## Objective
Can you reproduce all of the material below word for word, leaving out the pictures?

Material excerpted from a collection:
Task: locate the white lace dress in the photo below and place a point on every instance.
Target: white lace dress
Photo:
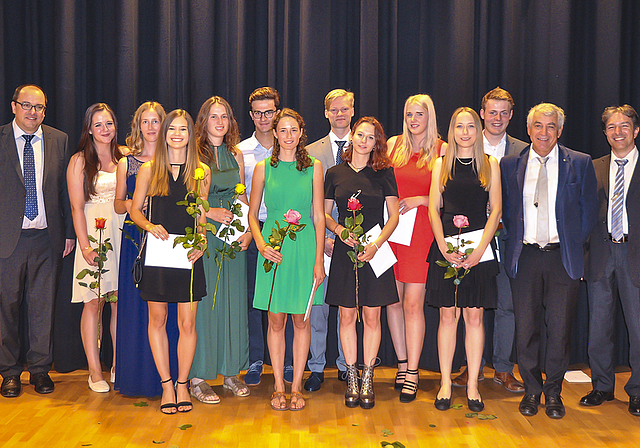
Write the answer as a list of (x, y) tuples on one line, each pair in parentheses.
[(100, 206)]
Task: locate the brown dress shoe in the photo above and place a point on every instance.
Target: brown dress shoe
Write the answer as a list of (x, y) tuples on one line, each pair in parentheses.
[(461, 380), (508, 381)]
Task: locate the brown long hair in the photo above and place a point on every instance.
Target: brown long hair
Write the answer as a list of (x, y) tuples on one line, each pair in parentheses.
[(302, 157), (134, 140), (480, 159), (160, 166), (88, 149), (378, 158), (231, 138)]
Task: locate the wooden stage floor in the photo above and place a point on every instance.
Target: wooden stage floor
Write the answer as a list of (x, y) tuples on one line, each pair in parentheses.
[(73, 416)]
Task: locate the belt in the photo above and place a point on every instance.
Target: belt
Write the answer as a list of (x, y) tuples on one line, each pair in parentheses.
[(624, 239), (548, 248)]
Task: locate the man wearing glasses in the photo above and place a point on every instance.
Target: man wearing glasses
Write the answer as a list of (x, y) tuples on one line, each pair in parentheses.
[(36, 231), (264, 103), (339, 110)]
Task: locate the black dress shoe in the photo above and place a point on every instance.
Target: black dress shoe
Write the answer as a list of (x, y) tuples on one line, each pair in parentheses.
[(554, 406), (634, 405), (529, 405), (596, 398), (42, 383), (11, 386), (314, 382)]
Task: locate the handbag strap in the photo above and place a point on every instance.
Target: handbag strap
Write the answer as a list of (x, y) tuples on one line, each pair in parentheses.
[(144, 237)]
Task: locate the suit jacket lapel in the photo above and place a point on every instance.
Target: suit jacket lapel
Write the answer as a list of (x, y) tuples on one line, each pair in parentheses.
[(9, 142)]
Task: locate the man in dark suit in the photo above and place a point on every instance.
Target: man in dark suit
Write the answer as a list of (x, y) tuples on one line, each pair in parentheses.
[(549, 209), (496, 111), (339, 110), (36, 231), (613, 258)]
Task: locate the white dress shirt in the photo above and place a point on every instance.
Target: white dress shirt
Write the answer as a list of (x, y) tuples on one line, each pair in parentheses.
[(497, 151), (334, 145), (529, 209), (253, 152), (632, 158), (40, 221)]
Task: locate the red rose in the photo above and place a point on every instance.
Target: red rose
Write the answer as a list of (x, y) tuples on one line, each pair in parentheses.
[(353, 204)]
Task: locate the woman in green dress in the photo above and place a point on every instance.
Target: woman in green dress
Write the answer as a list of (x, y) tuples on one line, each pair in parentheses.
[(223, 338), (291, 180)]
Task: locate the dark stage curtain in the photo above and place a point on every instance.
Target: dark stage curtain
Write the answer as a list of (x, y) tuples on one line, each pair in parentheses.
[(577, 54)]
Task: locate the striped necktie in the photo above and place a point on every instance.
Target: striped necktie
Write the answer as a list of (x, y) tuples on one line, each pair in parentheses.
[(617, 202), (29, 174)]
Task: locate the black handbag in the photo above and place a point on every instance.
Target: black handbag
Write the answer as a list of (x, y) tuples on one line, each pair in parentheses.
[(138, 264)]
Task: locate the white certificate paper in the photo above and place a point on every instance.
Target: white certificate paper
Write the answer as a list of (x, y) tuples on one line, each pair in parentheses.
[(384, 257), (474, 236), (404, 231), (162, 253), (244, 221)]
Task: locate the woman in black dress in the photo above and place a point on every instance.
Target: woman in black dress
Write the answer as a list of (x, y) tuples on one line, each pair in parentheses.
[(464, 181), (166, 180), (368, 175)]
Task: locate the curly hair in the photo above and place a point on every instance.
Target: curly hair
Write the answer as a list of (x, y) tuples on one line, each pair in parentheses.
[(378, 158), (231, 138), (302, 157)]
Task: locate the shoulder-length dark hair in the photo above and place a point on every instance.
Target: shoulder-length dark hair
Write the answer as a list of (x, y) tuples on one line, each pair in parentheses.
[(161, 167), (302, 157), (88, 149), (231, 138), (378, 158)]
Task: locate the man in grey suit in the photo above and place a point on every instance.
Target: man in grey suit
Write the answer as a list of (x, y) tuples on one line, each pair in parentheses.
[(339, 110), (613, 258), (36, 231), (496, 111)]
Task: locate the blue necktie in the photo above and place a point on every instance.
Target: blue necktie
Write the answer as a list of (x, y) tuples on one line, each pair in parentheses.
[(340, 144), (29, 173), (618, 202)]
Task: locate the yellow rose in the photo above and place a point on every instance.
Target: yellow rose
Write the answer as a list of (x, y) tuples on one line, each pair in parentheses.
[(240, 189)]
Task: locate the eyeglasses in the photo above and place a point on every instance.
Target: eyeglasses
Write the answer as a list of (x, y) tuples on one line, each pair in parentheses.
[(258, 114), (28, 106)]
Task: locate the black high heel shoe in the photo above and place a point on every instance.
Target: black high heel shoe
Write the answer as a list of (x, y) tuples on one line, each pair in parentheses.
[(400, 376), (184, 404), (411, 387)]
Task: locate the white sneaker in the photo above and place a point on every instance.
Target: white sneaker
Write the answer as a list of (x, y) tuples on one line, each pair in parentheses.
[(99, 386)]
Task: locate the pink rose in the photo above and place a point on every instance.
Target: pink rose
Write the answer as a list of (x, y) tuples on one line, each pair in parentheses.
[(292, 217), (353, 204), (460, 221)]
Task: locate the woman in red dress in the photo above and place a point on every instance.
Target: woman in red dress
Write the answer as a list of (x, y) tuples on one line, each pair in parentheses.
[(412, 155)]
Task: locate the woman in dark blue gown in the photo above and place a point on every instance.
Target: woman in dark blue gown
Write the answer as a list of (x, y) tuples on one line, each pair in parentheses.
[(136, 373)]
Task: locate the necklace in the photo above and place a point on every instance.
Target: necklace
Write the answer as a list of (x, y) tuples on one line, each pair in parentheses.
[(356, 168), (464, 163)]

## Written answer
Task: locate the white lace dress in the photo below and place a point on every instance.
Target: white lace dress
Photo:
Write the answer as a list of (x, y) tuples on one line, each pair in parentheses.
[(100, 206)]
Task: locate the brown dress shoe in the photo above and place a point on every instance.
Target: brown dress shoe
Write the answer as a list of (x, y) tuples on one line, each pair in parentheses.
[(461, 380), (508, 381)]
Task: locate the brown long hair in the photo above and place a point on every instance.
Target: brown long hair
Write the answer as a list of (x, y) tuples on one line, each pair in parentheses.
[(302, 157), (134, 140), (480, 159), (160, 166), (88, 149), (378, 158), (231, 138)]
Task: locate the wooden stage floor in the photo above and place a point on every instance.
Target: wooden stage floor
Write the answer as a list of (x, y) tuples on one line, each pair in parentheses.
[(73, 416)]
Task: locate the belt in the photo above and place a point on every instance.
Target: belt
Write the answer as a list of (x, y) tuples on one line, each pair in parentheses.
[(624, 239), (548, 248)]
Task: locate the man wearing glasses in the photo above and place a point on every instance.
Target: man wearing glasses
Write the answer as a list of (x, y) tuples on one line, each pair in parentheses.
[(36, 231), (264, 103), (339, 110)]
Task: locate the black dress shoe in the photo above and place a point on every instance.
Target: black dress shoe
Write the answer as a list of (x, y) tuples on one line, each pair in parentheses.
[(554, 406), (634, 405), (529, 405), (596, 398), (42, 383), (11, 386), (314, 382)]
Task: locate the handbag strap in the photo above and place a point on every instance.
Target: handbag strap
Write the answer as a list of (x, y) tuples on one line, each pair in parentheses.
[(144, 237)]
Task: locate the suit jacket lapel in the photo above and place a point on every instance.
Target: suit jacket lapel
Write the answer as a list of (x, y) tuples on one line, each pair in parentheses.
[(9, 142)]
Task: locate the man in dark suit in the photo above and place a point on every instance.
Target: man in dark suit
Write the answer as a list of (x, y) tuples on one line, each pair in parentheses.
[(549, 209), (496, 111), (339, 110), (36, 231), (613, 258)]
Task: locate the white dress shirt in the photo above and place a point on every instance.
Target: white dress shirt
Write the answer as a list of (x, y) tuples on one line, each pair in parentheses.
[(497, 151), (334, 145), (529, 209), (253, 152), (632, 158), (40, 221)]
Task: locate the red rose in the photo above and place a point on every instance.
Target: red rose
Write the answer as a list of (x, y) tuples on one line, each pair in parentheses.
[(353, 204)]
Task: locate the woman in green dress in the photo above and place a point on every instance.
Target: woman in green dress
Write the answer as a list of (x, y) tuples on one line, each pair in parentheses.
[(223, 338), (291, 180)]
Task: locate the dark stage curtain in the photo above and place a point on every instance.
Target: dark stage curtain
Write the answer as a list of (x, y) tuples on one line, each pair in parentheses.
[(577, 54)]
Task: locate the striped necktie in the photo above and place a point on every instance.
Target: striped necktie
Write the answer as a list of (x, y) tuples on one line, each pair in parentheses.
[(617, 202), (29, 174)]
Task: locate the black handbag in the photo above and place a point on every instance.
Target: black handbag
Write the answer as a list of (x, y) tuples on one line, each pair in parentheses.
[(138, 264)]
Task: locate the white certificate paper in the photo above and place a point on every instance.
Target: white certificate paper
Write the answer as a list of (x, y) tuples on one line, each pair in parentheses.
[(384, 257), (474, 236), (404, 231), (162, 253), (244, 221)]
Task: locate the woman in black dress in the photo above and place a point on every instance.
Target: woman in black dress
Write the answer as a list of (x, y) tuples on one line, each pair in parentheses.
[(464, 181), (166, 180), (368, 175)]
Task: locate the curly hair in the photo above and place a point on every instance.
Target: curly hair
Write the answer as a list of (x, y) tuples on one line, each pair in parentheses.
[(378, 158), (231, 138), (302, 157)]
Task: locate the shoulder-length dark hair in the photo above and place a point on every instance.
Target: shoulder-length dark hair
Write the answer as a list of (x, y) tuples on one line, each pair in parentheses.
[(161, 167), (302, 157), (88, 149), (231, 138), (378, 158)]
Task: locate the man in grey suit in the photo above and place a point on every instance.
Target: man in grey suit
Write the answer as a list of (x, y) tuples on one line, each pair in parentheses.
[(339, 110), (613, 258), (36, 231), (496, 111)]
Task: locate the blue necktie in the photo above and place a point on every instance.
Target: blue necktie
Write the answer as a list of (x, y) tuples on one line, each pair in parentheses.
[(340, 144), (29, 173), (618, 202)]
Task: locate the yellow rose in the photo above and place a point on every instance.
Target: yellow rose
Write the answer as a list of (x, y) tuples on one line, each pair in parentheses.
[(240, 189)]
Task: locate the eyeglasses in the photo above and place a point on every instance.
Target: eyeglasses
Write the answer as a list of (x, y) tuples on one line, each pair in parentheses.
[(258, 114), (28, 106)]
Task: locate the black high heel shoe in the photo above and place a point on every instance.
Target: black high heel shoe
Write the answer as a list of (x, y) tuples on one line, each pair in parentheses.
[(400, 376), (184, 404), (411, 387)]
Task: locate the white sneaker in the photo above and place a point on every instance.
Target: white sneaker
Write the answer as a list of (x, y) tuples on one line, each pair in parentheses.
[(99, 386)]
Task: locate the pink rose in the photo above and place a point on every instance.
Target: pink rose
Write the answer as a list of (x, y) tuples on one line, each pair in parentheses.
[(292, 217), (353, 204), (460, 221)]
Task: locate the woman in red dress in the photo above and place a point on every instance.
Target: woman in red dress
Write the answer as a list of (x, y) tuples on one line, each pair in parentheses.
[(412, 155)]
Task: locate the woman in dark blue gown in the photo above and place a point on every instance.
Target: woman in dark blue gown
Write the answer as a list of (x, y) tuples on one line, each pair in parentheses.
[(136, 373)]
Task: locate the necklace in the photo above and place a point on every instance.
Target: necklace
Write the answer as a list of (x, y) tuples on one line, each pair in parentheses.
[(356, 168), (464, 163)]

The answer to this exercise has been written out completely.